SUPPLIED PASSAGE:

□ □ □ □ □

Thursday 26 May 2016

Singapore orders Swiss BSI bank unit shut as 1MDB probe widens

1MDB probe: BSI Bank told to stop operations in Singapore
MAS cites poor management oversight and orders first bank shutdown in 32 years
By Grace Leong, The Straits Times, 25 May 2016

The Monetary Authority of Singapore (MAS) has ordered the closure of BSI Bank's operations here over anti-money laundering rule violations, as the bank's Swiss parent faces criminal proceedings in Europe in a deepening probe into scandal-hit Malaysian state fund 1Malaysia Development Berhad (1MDB).

"BSI Bank is the worst case of control lapses and gross misconduct that we have seen in the Singapore financial sector," MAS managing director Ravi Menon said yesterday.



The MAS condemned poor management oversight and gross misconduct by some bank staff as it effected the first such shutdown of a merchant bank here in 32 years.

The closure is also the most dramatic development in the 1MDB probe, which now spans at least seven jurisdictions, including Singapore, the United States and Hong Kong.

The MAS has also referred six individuals from BSI to the public prosecutor to evaluate if they have committed criminal offences.

The Office of the Attorney-General of Switzerland said it has opened criminal proceedings against BSI SA Bank, BSI Bank's Swiss parent, over suspected deficiencies resulting in it being "unable to prevent the commission of offences", including suspected money laundering.

The Swiss moves are based on information from criminal probes into 1MDB - and a decision issued on Monday by the Swiss Financial Market Supervisory Authority (Finma).

Finma said the bank was happy to accept the client's explanation in one case that US$20 million (S$28 million) of new funds were a "gift", while in another instance an account was credited with over US$98 million without any effort to clarify the money's commercial background.

"Through business relationships and transactions linked to the corruption scandals surrounding... 1MDB, BSI SA committed serious breaches of money-laundering regulations and 'fit and proper' requirements."

At least US$4.2 billion of irregular 1MDB transactions have been identified by a Malaysian parliamentary committee, which recommended an advisory board headed by Prime Minister Najib Razak be disbanded.

The Swiss authorities said they will seize 95 million Swiss francs (S$132 million) from BSI SA and begin enforcement procedures against two former BSI staff. BSI group chief executive Stefano Coduri has quit.

An MAS spokesman said: "MAS' regulatory actions... arose from serious lapses by (BSI Bank) in connection with suspicious transactions and relationships, including with 1MDB-related entities, and broader failings in management oversight."

BSI Bank wasfined $13.3 million for 41 regulatory breaches, including failure to monitor suspicious customer transactions. It said it has cooperated fully with the probe into 1MDB.

EFG International said the Swiss authorities yesterday approved its takeover of BSI. The MAS said it will allow the transfer of the BSI Singapore unit's assets and liabilities to the Singapore branch of EFG.




MAS action 'signals zero tolerance for financial system abuse'
By Rachael Boon, The Straits Times, 25 May 2016

Observers say swift, tough action by the Monetary Authority of Singapore (MAS) to shut down BSI Bank here sends a strong signal to the banking industry - and wider international community - that Singapore has zero tolerance for any abuse of its financial system.

The MAS yesterday withdrew Swiss-based BSI Bank's status as a merchant bank in Singapore, citing "serious breaches of anti-money laundering requirements" among other things.

BSI's Singapore branch has been operating since November 2005, offering private banking services.

□ □ □ □ □

PROBLEM:
Extend the article on Singapore's closure of BSI Bank, picking up right after its last sentence. The records that come next are from a separate source and are unrelated to the article on BSI Bank.

Excerpts from location labeling data:

□ □ □ □ □

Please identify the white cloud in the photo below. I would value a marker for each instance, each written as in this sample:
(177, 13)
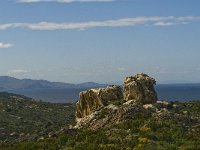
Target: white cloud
(18, 72)
(121, 69)
(124, 22)
(62, 1)
(5, 45)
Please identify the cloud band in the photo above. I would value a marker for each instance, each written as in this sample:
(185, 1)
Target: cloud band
(124, 22)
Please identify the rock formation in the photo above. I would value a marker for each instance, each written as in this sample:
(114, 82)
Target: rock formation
(140, 88)
(94, 99)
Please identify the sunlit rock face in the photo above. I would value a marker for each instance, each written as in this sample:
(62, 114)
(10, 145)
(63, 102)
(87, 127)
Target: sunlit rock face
(94, 99)
(140, 88)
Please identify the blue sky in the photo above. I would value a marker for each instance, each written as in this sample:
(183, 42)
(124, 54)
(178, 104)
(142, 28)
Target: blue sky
(100, 40)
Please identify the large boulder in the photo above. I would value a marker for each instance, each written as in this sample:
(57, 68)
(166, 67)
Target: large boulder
(94, 99)
(140, 88)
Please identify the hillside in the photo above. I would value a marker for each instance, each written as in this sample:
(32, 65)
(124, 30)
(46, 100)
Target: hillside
(25, 119)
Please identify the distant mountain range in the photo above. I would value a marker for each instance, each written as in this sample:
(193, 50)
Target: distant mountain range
(67, 92)
(10, 83)
(45, 90)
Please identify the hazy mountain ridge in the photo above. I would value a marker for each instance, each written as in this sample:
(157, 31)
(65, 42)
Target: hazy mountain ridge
(11, 83)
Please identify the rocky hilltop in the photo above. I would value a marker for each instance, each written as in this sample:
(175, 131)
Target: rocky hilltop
(138, 90)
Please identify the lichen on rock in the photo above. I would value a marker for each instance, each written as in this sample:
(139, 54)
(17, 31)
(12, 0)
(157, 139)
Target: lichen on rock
(94, 99)
(140, 88)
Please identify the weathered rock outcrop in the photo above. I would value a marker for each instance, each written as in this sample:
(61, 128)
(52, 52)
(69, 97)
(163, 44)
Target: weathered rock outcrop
(94, 99)
(140, 88)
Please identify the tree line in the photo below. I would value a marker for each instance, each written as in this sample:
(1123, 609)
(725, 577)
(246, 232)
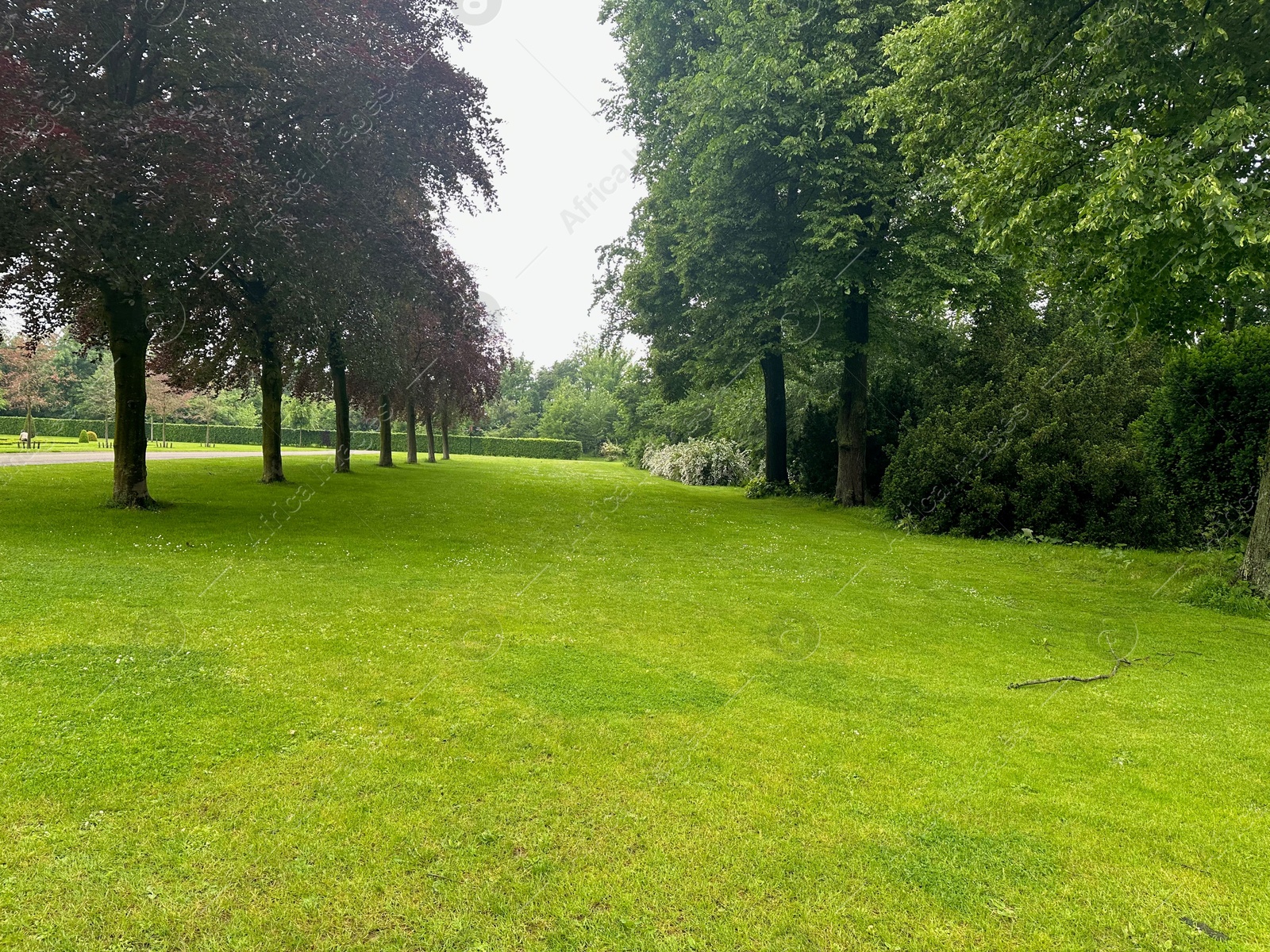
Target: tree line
(247, 196)
(933, 202)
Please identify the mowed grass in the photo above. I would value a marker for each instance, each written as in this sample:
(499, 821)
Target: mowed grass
(503, 704)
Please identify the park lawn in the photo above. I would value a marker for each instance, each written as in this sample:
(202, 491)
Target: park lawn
(71, 444)
(505, 704)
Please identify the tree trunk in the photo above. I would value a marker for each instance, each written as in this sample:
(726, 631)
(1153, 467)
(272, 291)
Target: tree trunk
(1257, 558)
(774, 416)
(271, 405)
(340, 378)
(412, 438)
(385, 431)
(854, 406)
(130, 336)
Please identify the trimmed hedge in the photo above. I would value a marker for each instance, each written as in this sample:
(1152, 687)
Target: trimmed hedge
(526, 447)
(463, 444)
(48, 427)
(315, 440)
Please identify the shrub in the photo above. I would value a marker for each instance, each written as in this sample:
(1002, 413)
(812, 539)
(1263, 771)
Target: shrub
(1226, 596)
(1048, 448)
(702, 463)
(814, 451)
(1206, 431)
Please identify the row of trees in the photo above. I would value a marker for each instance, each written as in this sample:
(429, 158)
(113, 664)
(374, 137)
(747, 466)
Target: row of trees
(825, 173)
(249, 194)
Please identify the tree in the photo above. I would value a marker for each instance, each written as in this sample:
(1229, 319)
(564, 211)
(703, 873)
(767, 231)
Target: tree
(29, 374)
(167, 401)
(117, 154)
(1115, 148)
(355, 148)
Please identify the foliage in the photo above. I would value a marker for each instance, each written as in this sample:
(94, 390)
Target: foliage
(1206, 435)
(702, 463)
(1117, 146)
(579, 397)
(1225, 594)
(1045, 446)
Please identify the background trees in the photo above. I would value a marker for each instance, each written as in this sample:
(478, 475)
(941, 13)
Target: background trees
(221, 194)
(1115, 150)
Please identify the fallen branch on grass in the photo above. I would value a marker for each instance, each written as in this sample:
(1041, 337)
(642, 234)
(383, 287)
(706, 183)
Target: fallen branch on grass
(1109, 676)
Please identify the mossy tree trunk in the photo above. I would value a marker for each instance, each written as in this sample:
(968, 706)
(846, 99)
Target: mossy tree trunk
(130, 338)
(340, 381)
(385, 431)
(412, 437)
(271, 387)
(1257, 558)
(776, 466)
(854, 406)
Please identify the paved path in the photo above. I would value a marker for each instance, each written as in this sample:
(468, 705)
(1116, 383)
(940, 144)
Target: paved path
(38, 459)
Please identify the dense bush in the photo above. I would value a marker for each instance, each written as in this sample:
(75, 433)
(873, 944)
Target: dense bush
(1047, 447)
(1206, 432)
(702, 463)
(814, 450)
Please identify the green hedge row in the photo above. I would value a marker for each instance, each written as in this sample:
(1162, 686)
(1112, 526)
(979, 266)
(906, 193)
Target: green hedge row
(463, 444)
(530, 448)
(48, 427)
(362, 440)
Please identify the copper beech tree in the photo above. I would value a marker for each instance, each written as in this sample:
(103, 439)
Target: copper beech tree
(178, 187)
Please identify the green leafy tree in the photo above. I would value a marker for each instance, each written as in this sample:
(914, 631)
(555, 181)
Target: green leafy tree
(1117, 148)
(770, 198)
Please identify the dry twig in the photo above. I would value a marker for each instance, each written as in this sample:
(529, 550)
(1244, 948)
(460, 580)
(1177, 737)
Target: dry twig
(1109, 676)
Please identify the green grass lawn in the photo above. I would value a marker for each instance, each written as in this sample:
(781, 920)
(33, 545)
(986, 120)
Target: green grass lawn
(71, 444)
(503, 704)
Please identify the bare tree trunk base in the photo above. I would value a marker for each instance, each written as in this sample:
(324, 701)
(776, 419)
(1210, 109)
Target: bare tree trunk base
(130, 338)
(1257, 558)
(776, 442)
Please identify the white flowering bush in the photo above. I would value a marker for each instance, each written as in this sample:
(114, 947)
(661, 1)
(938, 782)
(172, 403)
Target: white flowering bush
(702, 463)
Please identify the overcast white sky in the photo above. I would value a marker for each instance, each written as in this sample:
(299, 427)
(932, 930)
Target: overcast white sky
(545, 63)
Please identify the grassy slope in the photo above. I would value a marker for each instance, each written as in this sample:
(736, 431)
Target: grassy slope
(541, 704)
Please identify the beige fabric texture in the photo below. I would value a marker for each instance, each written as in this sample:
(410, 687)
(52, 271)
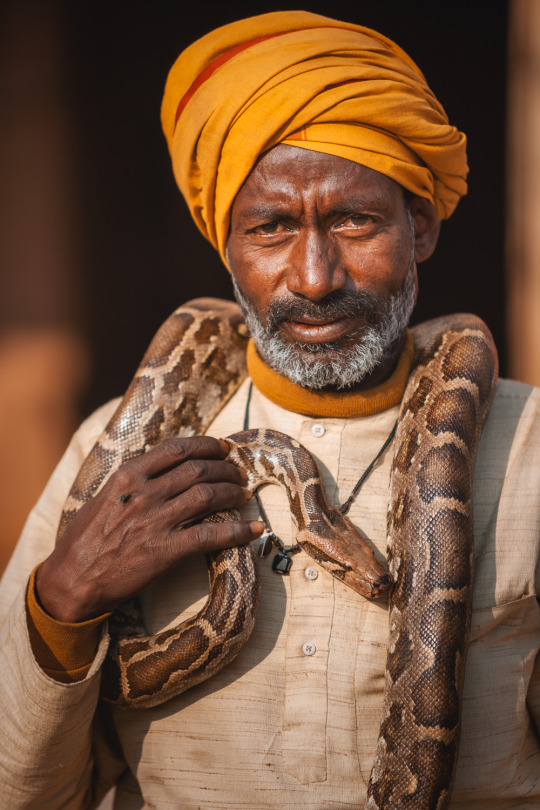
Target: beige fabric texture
(278, 728)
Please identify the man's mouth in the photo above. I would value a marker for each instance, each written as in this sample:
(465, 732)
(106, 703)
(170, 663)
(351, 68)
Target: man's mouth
(308, 329)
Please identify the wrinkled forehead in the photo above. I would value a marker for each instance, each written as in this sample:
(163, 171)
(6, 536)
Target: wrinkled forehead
(286, 175)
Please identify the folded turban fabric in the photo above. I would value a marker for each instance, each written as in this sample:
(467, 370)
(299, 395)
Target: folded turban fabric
(302, 79)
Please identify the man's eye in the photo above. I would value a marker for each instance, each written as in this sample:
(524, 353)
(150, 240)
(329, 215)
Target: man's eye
(356, 221)
(269, 228)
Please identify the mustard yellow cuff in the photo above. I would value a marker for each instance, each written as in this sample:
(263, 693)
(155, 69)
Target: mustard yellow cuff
(63, 650)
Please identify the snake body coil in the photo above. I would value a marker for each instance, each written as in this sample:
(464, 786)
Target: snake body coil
(193, 365)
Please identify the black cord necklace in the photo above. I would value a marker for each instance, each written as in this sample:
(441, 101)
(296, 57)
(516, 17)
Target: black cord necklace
(282, 562)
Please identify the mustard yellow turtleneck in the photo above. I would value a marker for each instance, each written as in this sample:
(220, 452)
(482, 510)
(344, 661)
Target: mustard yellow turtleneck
(65, 651)
(345, 404)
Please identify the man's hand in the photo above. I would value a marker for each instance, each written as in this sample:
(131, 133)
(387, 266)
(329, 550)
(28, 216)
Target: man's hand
(139, 526)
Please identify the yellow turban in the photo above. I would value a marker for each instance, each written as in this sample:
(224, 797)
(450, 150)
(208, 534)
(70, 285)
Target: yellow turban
(302, 79)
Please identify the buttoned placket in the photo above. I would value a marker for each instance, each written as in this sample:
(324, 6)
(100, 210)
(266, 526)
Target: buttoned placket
(311, 608)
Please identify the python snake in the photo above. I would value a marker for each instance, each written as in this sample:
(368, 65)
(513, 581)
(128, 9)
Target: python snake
(193, 365)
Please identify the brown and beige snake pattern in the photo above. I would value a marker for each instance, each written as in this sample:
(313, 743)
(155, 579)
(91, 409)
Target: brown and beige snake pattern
(194, 364)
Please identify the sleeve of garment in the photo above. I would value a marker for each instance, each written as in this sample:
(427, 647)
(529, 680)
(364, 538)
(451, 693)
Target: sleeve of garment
(57, 747)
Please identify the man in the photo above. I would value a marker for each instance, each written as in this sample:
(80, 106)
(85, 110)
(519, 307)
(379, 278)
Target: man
(316, 159)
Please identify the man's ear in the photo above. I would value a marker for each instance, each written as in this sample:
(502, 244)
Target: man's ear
(427, 226)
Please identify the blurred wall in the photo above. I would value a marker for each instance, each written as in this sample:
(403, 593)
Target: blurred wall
(96, 245)
(43, 360)
(523, 225)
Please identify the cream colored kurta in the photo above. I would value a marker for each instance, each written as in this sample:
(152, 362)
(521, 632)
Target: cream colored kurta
(281, 728)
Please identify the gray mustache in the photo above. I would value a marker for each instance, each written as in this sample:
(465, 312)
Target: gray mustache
(341, 304)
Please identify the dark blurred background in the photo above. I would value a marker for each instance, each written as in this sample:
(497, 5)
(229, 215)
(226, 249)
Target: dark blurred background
(96, 244)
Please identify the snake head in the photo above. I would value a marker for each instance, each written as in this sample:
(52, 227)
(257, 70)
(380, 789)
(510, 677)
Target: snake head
(348, 556)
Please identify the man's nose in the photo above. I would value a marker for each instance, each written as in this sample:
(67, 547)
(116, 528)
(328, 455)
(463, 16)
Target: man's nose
(315, 270)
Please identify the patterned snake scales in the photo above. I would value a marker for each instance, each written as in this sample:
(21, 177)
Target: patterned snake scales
(194, 364)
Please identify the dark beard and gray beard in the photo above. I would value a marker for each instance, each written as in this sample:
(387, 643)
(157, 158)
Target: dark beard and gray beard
(342, 363)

□ □ □ □ □

WRITTEN RESPONSE:
Ms Foo Mee Har, a member of the Government Parliamentary Committee for Finance and Trade and Industry, said: "This strong action taken by MAS clearly demonstrates the authorities' commitment to ensuring that Singapore, as an international financial centre, is determined, transparent and ready to act decisively against breaches of anti-money laundering regulations."

Mr Chrisol Correia, director of international anti-money laundering compliance at LexisNexis Risk Solutions, said the regulator is countering the threat posed to the financial system here by economic crime and corruption, by making a priority of tackling money laundering.

Although rules have been tightened considerably, leading to increasing costs, Ms Tan Su Shan, co-chair of the MAS' private banking industry group, reminded industry players that "standards are lifted across the board".

When The Straits Times visited BSI's main office on the 31st floor of Suntec Tower One, security was tight and no visitors were allowed without an appointment.

The police were present at the building but did not comment.

The bank's premises seemed quiet. The 31st level was empty except for a receptionist and, occasionally, an employee who paced the corridors. Staff at the bank reception redirected queries to the bank's Swiss headquarters, while those who left the office after work either denied they were employees or refused to comment.

The MAS also referred six members of BSI's senior management and staff, including former wealth planner Yeo Jiawei, who has been charged in court, to the Public Prosecutor to evaluate any criminal wrongdoing.

Mr Tham Soon Kit, Asia-Pacific risk practice director at information services company Wolters Kluwer, noted that the consequences of such incidents suggest growing emphasis on personal accountability.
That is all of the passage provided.